__TASK STATEMENT__
Every line of the material is to be transcribed verbatim, with images omitted.
(Beginning of PROVIDED RECORDS)
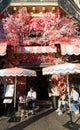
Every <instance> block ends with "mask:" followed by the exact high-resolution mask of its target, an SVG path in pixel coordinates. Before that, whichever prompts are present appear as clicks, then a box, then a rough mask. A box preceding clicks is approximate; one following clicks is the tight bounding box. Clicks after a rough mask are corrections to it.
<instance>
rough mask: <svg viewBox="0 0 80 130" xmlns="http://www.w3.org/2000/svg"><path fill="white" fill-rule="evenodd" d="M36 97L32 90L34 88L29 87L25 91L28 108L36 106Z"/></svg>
mask: <svg viewBox="0 0 80 130" xmlns="http://www.w3.org/2000/svg"><path fill="white" fill-rule="evenodd" d="M36 98H37V93H36V91H34V88H33V87H31V88H30V90H29V91H28V93H27V102H28V108H29V109H30V110H32V113H33V109H34V108H35V107H36Z"/></svg>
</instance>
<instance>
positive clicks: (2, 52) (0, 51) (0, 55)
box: [0, 43, 7, 56]
mask: <svg viewBox="0 0 80 130" xmlns="http://www.w3.org/2000/svg"><path fill="white" fill-rule="evenodd" d="M6 48H7V44H6V43H0V56H4V55H6Z"/></svg>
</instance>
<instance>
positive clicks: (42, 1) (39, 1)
mask: <svg viewBox="0 0 80 130" xmlns="http://www.w3.org/2000/svg"><path fill="white" fill-rule="evenodd" d="M11 2H58V0H11Z"/></svg>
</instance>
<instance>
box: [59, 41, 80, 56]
mask: <svg viewBox="0 0 80 130" xmlns="http://www.w3.org/2000/svg"><path fill="white" fill-rule="evenodd" d="M61 54H62V55H66V54H68V55H73V54H74V55H79V54H80V46H79V45H70V44H65V45H61Z"/></svg>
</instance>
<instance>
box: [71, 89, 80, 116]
mask: <svg viewBox="0 0 80 130" xmlns="http://www.w3.org/2000/svg"><path fill="white" fill-rule="evenodd" d="M70 99H71V101H70V104H69V106H70V110H71V111H72V112H74V113H75V115H77V114H79V109H78V106H77V104H78V102H79V93H78V92H77V91H76V88H75V87H72V89H71V94H70Z"/></svg>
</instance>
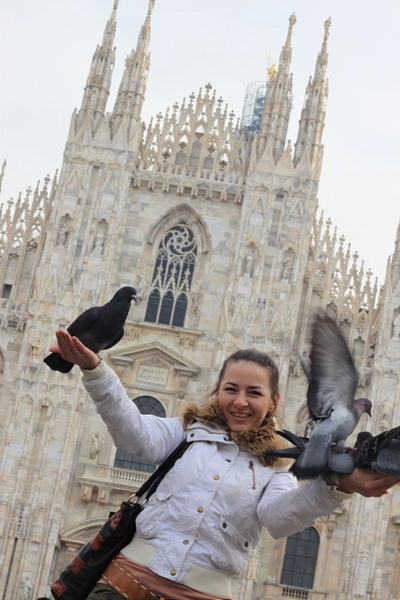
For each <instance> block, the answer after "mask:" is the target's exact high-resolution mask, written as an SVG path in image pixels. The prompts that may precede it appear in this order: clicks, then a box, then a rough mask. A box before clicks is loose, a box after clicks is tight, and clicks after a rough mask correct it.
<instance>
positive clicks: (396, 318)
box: [393, 314, 400, 340]
mask: <svg viewBox="0 0 400 600" xmlns="http://www.w3.org/2000/svg"><path fill="white" fill-rule="evenodd" d="M393 338H395V339H396V340H398V339H399V338H400V314H398V315H397V317H396V318H395V320H394V321H393Z"/></svg>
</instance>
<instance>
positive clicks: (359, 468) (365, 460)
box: [353, 426, 400, 477]
mask: <svg viewBox="0 0 400 600" xmlns="http://www.w3.org/2000/svg"><path fill="white" fill-rule="evenodd" d="M353 460H354V464H355V466H356V467H358V468H359V469H364V468H371V469H375V471H379V472H380V473H384V474H385V475H391V476H393V477H400V426H398V427H393V429H389V430H388V431H383V432H382V433H379V434H378V435H375V436H373V435H372V434H371V433H369V432H368V431H362V432H361V433H359V434H358V436H357V441H356V443H355V446H354V450H353Z"/></svg>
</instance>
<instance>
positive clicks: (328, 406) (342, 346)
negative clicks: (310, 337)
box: [307, 317, 358, 420]
mask: <svg viewBox="0 0 400 600" xmlns="http://www.w3.org/2000/svg"><path fill="white" fill-rule="evenodd" d="M357 384H358V374H357V371H356V368H355V366H354V362H353V359H352V357H351V354H350V352H349V349H348V347H347V344H346V342H345V341H344V339H343V337H342V335H341V333H340V331H339V329H338V328H337V326H336V325H335V323H334V322H333V321H332V320H331V319H329V318H328V317H319V318H317V320H316V322H315V325H314V332H313V338H312V345H311V354H310V377H309V386H308V391H307V400H308V408H309V411H310V414H311V416H312V417H313V418H314V419H316V420H319V419H326V418H327V417H329V415H330V414H331V412H332V410H333V409H334V408H337V407H339V406H343V407H346V408H348V410H353V399H354V394H355V391H356V388H357Z"/></svg>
(End of PROVIDED RECORDS)
__TASK RESPONSE__
Every <instance> block ends with "mask:" followed by the exact high-resolution mask of its target, an SVG path in pixel coordinates. Before that, whichever prompts are present appear as clicks, then a box, then a rough mask. A box preceding clicks is approximate; one following clicks is the tight bounding box. Clicks after a rough mask are corrections to it.
<instance>
rough mask: <svg viewBox="0 0 80 130" xmlns="http://www.w3.org/2000/svg"><path fill="white" fill-rule="evenodd" d="M36 97L32 90L34 88L29 87L25 91L28 108L36 106Z"/></svg>
mask: <svg viewBox="0 0 80 130" xmlns="http://www.w3.org/2000/svg"><path fill="white" fill-rule="evenodd" d="M36 98H37V93H36V91H34V88H33V87H31V88H30V90H29V91H28V93H27V102H28V108H29V109H30V110H32V113H33V109H34V108H35V107H36Z"/></svg>
</instance>
<instance>
positive clicks: (2, 52) (0, 51) (0, 55)
box: [0, 43, 7, 56]
mask: <svg viewBox="0 0 80 130" xmlns="http://www.w3.org/2000/svg"><path fill="white" fill-rule="evenodd" d="M6 48H7V44H6V43H0V56H4V55H6Z"/></svg>
</instance>
<instance>
positive clicks: (42, 1) (39, 1)
mask: <svg viewBox="0 0 80 130" xmlns="http://www.w3.org/2000/svg"><path fill="white" fill-rule="evenodd" d="M11 2H58V0H11Z"/></svg>
</instance>
<instance>
box: [59, 41, 80, 56]
mask: <svg viewBox="0 0 80 130" xmlns="http://www.w3.org/2000/svg"><path fill="white" fill-rule="evenodd" d="M61 54H62V55H66V54H68V55H73V54H74V55H79V54H80V46H79V45H70V44H65V45H61Z"/></svg>
</instance>
<instance>
box: [71, 89, 80, 116]
mask: <svg viewBox="0 0 80 130" xmlns="http://www.w3.org/2000/svg"><path fill="white" fill-rule="evenodd" d="M70 99H71V101H70V104H69V106H70V110H71V111H72V112H74V113H75V115H77V114H79V109H78V106H77V104H78V102H79V93H78V92H77V91H76V88H75V87H72V89H71V94H70Z"/></svg>
</instance>
For each <instance> block, the answer after "mask:" is the target's exact high-resolution mask, written as an SVG path in image pixels. The prompts that may precede it appear in this order: clicks, then a box, then a rough mask. A box before clicks is loose, a box after clicks is tight, and clicks after a rough mask correct it.
<instance>
positive clicks: (396, 318)
box: [393, 314, 400, 340]
mask: <svg viewBox="0 0 400 600" xmlns="http://www.w3.org/2000/svg"><path fill="white" fill-rule="evenodd" d="M393 338H395V339H396V340H398V339H399V338H400V314H398V315H397V317H396V318H395V320H394V321H393Z"/></svg>
</instance>
<instance>
positive clicks: (359, 468) (365, 460)
box: [353, 426, 400, 477]
mask: <svg viewBox="0 0 400 600" xmlns="http://www.w3.org/2000/svg"><path fill="white" fill-rule="evenodd" d="M353 460H354V464H355V466H356V467H358V468H359V469H364V468H371V469H375V471H379V472H380V473H384V474H385V475H391V476H393V477H400V426H398V427H393V429H389V430H388V431H383V432H382V433H379V434H378V435H375V436H373V435H372V434H371V433H369V432H368V431H362V432H361V433H359V434H358V436H357V441H356V443H355V446H354V450H353Z"/></svg>
</instance>
<instance>
positive clicks: (328, 406) (342, 346)
negative clicks: (310, 337)
box: [307, 317, 358, 420]
mask: <svg viewBox="0 0 400 600" xmlns="http://www.w3.org/2000/svg"><path fill="white" fill-rule="evenodd" d="M357 384H358V374H357V371H356V368H355V366H354V362H353V359H352V357H351V354H350V352H349V349H348V347H347V344H346V342H345V341H344V339H343V337H342V335H341V333H340V331H339V329H338V328H337V326H336V325H335V323H334V322H333V321H332V320H331V319H329V318H328V317H319V318H317V320H316V322H315V325H314V332H313V338H312V345H311V354H310V377H309V386H308V391H307V400H308V408H309V411H310V414H311V416H312V417H313V418H314V419H316V420H319V419H326V418H327V417H329V415H330V414H331V412H332V410H333V409H334V408H337V407H339V406H343V407H346V408H348V410H353V399H354V394H355V391H356V388H357Z"/></svg>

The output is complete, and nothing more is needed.